START MATERIAL FOR THIS TASK

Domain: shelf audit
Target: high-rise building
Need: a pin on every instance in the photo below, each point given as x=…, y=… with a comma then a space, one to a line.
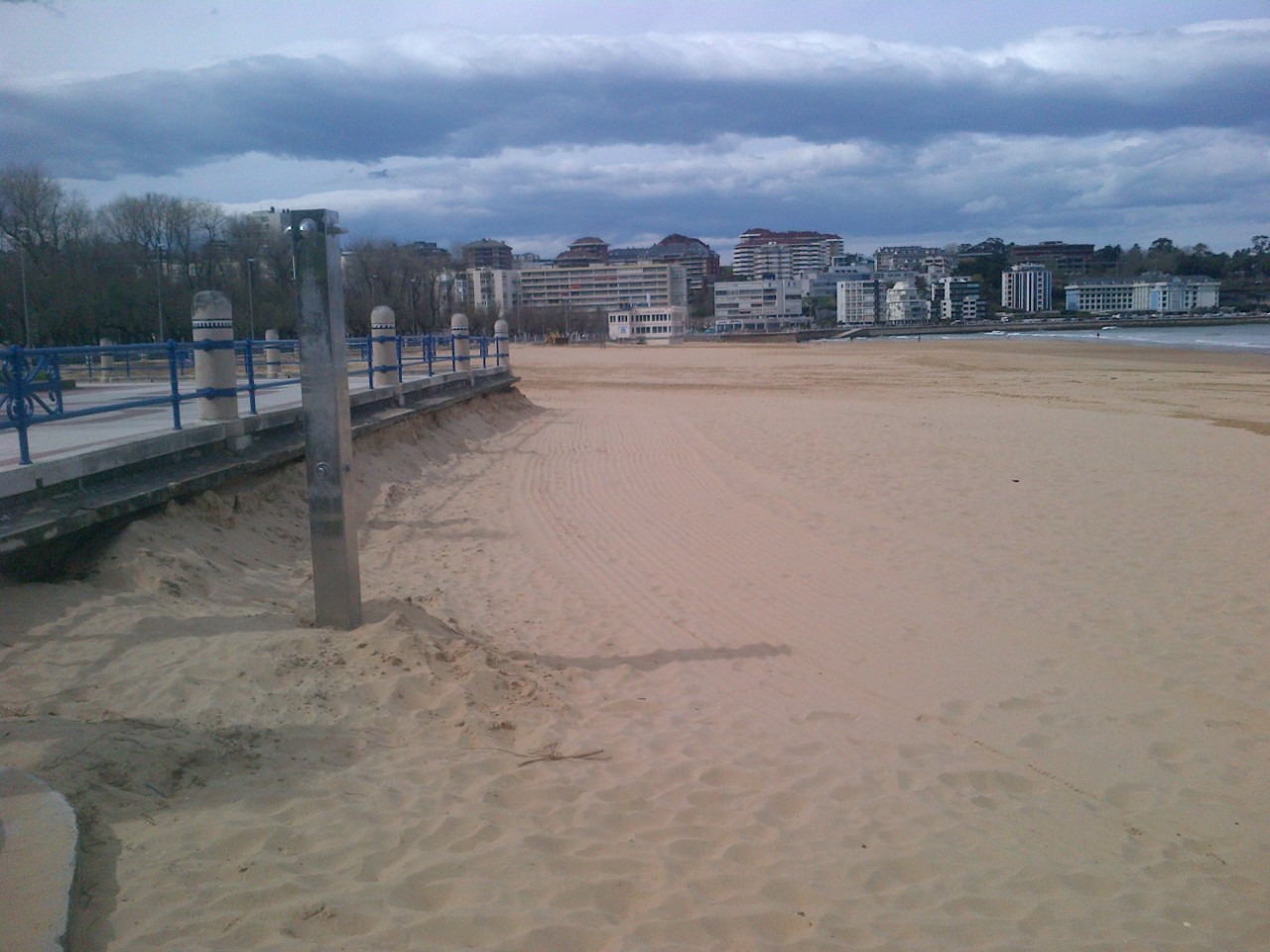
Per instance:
x=780, y=299
x=959, y=299
x=784, y=254
x=488, y=253
x=906, y=306
x=1057, y=255
x=1026, y=287
x=603, y=287
x=857, y=299
x=699, y=263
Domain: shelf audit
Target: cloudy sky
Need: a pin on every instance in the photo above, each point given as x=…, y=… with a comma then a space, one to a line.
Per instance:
x=885, y=122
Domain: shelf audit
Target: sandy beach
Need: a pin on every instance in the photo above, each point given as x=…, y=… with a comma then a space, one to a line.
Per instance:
x=884, y=645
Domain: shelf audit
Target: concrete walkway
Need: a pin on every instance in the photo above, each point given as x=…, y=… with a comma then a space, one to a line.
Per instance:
x=37, y=864
x=95, y=470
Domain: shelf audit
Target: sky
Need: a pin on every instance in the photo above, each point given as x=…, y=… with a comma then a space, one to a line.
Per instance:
x=884, y=122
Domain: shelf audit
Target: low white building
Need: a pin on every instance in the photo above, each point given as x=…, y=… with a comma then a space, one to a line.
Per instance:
x=1150, y=293
x=648, y=325
x=956, y=299
x=857, y=301
x=771, y=298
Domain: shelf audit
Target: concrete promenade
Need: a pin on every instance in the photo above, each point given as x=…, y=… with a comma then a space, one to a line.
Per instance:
x=96, y=470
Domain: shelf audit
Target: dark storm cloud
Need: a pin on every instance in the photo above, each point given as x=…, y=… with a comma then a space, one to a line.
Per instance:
x=158, y=122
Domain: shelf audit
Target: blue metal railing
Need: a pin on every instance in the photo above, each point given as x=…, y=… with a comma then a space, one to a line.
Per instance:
x=32, y=380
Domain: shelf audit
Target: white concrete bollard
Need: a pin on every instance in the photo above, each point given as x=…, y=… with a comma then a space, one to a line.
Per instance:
x=384, y=347
x=502, y=339
x=107, y=361
x=272, y=356
x=213, y=370
x=462, y=343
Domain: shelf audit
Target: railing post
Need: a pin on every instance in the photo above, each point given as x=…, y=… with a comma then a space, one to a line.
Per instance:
x=385, y=370
x=460, y=345
x=272, y=356
x=502, y=356
x=327, y=429
x=175, y=384
x=16, y=373
x=214, y=377
x=249, y=366
x=107, y=361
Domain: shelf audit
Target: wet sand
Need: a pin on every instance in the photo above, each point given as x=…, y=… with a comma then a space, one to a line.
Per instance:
x=879, y=645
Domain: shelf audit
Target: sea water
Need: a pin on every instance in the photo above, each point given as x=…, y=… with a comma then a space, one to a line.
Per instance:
x=1241, y=338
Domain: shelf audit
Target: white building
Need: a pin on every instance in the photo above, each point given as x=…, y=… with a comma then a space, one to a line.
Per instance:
x=1151, y=293
x=1028, y=287
x=772, y=298
x=648, y=325
x=857, y=299
x=906, y=306
x=784, y=254
x=603, y=287
x=493, y=290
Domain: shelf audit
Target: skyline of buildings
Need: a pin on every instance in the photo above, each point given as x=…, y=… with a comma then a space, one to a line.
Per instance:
x=798, y=277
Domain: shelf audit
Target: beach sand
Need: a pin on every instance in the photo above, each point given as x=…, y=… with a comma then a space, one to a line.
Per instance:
x=884, y=645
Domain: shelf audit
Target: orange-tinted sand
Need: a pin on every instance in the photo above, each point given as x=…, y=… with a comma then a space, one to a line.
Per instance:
x=844, y=647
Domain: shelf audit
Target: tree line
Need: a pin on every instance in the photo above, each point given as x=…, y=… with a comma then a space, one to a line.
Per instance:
x=1243, y=273
x=128, y=271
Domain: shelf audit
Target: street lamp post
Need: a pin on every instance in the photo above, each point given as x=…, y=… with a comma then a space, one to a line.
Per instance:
x=414, y=293
x=159, y=286
x=250, y=301
x=26, y=309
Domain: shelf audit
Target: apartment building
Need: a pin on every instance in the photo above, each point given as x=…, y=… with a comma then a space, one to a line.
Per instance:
x=857, y=299
x=648, y=325
x=905, y=258
x=1157, y=293
x=772, y=298
x=1060, y=257
x=488, y=253
x=784, y=254
x=1028, y=287
x=698, y=261
x=906, y=306
x=957, y=301
x=603, y=287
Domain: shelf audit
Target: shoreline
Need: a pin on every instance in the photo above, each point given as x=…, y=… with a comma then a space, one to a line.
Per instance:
x=685, y=648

END MATERIAL FOR THIS TASK

:: ASSIGNMENT ::
Return all of the material precisely as written. No picture belongs in it.

:: RESPONSE ::
Domain: shelf audit
Target: high-rise building
Need: a pin on every instance in the photo below, each point given as x=…, y=… with a comma then a space, one to a line.
Per instance:
x=780, y=299
x=959, y=299
x=784, y=254
x=488, y=253
x=906, y=306
x=1057, y=255
x=1026, y=287
x=603, y=287
x=857, y=299
x=699, y=263
Domain: shelf audit
Target: cloudy sky
Need: a pin on every instance in the photo above, each point given as x=…, y=… with a comma then a space, one to a line.
Per instance:
x=885, y=122
Domain: shelf audit
Target: sandy beach
Need: a pin on every instance in the photo above, each point given as x=…, y=… with a comma then a space, one to a line.
Per instance:
x=884, y=645
Domain: shelf audit
Target: concrete walkway
Need: a pin on every instance in the photo above, each point given as x=…, y=… with a comma then a space, one to a line.
Per instance:
x=37, y=864
x=95, y=470
Domain: shelf audit
Target: sky
Need: a pin on every instance in the photo above, each point given as x=…, y=… with a comma then a space, one to a line.
Per instance:
x=884, y=122
Domain: shelf audit
Target: low white building
Need: a pin on every instance in the photo above, each point given as x=…, y=… with a comma then a space, one to a line.
Per instance:
x=1150, y=293
x=648, y=325
x=956, y=299
x=857, y=301
x=771, y=298
Domain: shelf audit
Target: concrete promenade
Need: a pin on every instance in the photo above, each point given as x=…, y=… with a comma then a space, one to a line.
Per instance:
x=96, y=470
Domain: shelf audit
Target: dark storm cloud
Need: a pin on every instance in the photo above, each point given as x=…, y=… with a comma then a space, one to a line.
Per instance:
x=158, y=122
Domain: shelf audit
Target: blue metal railing
Need: a pin on every instance in the photo above, each point given as x=…, y=… with a comma then a space, one to a line.
Per instance:
x=32, y=380
Domain: shelf audit
Target: white concrete bollard
Need: a pin on every instance in the photo above, each point given as x=…, y=… with a comma then a space, one to a line.
Per instance:
x=384, y=347
x=502, y=339
x=107, y=361
x=272, y=356
x=213, y=370
x=462, y=343
Domain: shelf audit
Target: railing post
Need: a pin on every instance in the photo above, each point given as x=…, y=… with a comma then a space, one to a line.
Per instance:
x=385, y=370
x=460, y=345
x=272, y=356
x=502, y=356
x=327, y=429
x=175, y=384
x=16, y=373
x=214, y=377
x=249, y=366
x=107, y=361
Domain: shelf audit
Target: wet sand
Need: a pin on every instance in the photo above, each point given as x=…, y=… with a comma then a space, one to a line.
Per instance:
x=879, y=645
Domain: shelf audit
Target: sea water
Need: a pin on every instance in the photo above, each point given as x=…, y=… with a comma then a space, one to a line.
Per instance:
x=1241, y=338
Domain: shelf audit
Target: white building
Need: a pin on every instance in the photo above, each point given as x=…, y=… with a comma then a space, one to a line.
Per instance:
x=1151, y=293
x=1028, y=287
x=772, y=298
x=648, y=325
x=857, y=299
x=906, y=306
x=784, y=254
x=603, y=287
x=493, y=290
Domain: shelf audit
Target: skyline of buildings
Need: a pin on every instance in the photo above, each point given as x=…, y=… with a comma then a space, one to a line.
Per instance:
x=798, y=277
Domain: shelf audit
Target: beach sand
Need: a pin on every instance in the photo above, each point given as x=…, y=… with a comma then a space, one to a line.
Per instance:
x=884, y=645
Domain: shelf audit
Target: orange-tinted sand
Need: a pin on every instance in the photo above, each point given as x=…, y=… with a comma then a space, one to a line.
Per instance:
x=844, y=647
Domain: shelf audit
Target: tree line
Need: a pin on every instance in the photo above, each point given as x=…, y=… with a comma then a space, one to a line.
Per instance:
x=1243, y=273
x=128, y=271
Domain: shelf audit
Target: street lamp post
Need: a pin on every instance in the photo above, each point given as x=…, y=… with a comma then a space, one to a line.
Per instance:
x=414, y=293
x=159, y=286
x=250, y=301
x=26, y=309
Domain: shelf audit
Target: apartment building
Need: a pin on every instance in the photo above, each point given as x=…, y=… with a comma then a space, one to a line.
Per instance:
x=857, y=299
x=648, y=325
x=905, y=258
x=1157, y=293
x=772, y=298
x=1060, y=257
x=488, y=253
x=784, y=254
x=1028, y=287
x=698, y=261
x=906, y=306
x=957, y=301
x=603, y=287
Domain: shelf audit
Target: shoreline
Need: a pin on every instance in the photo above, each point given as x=…, y=… with a comma then a space, one to a line.
Per instance:
x=685, y=648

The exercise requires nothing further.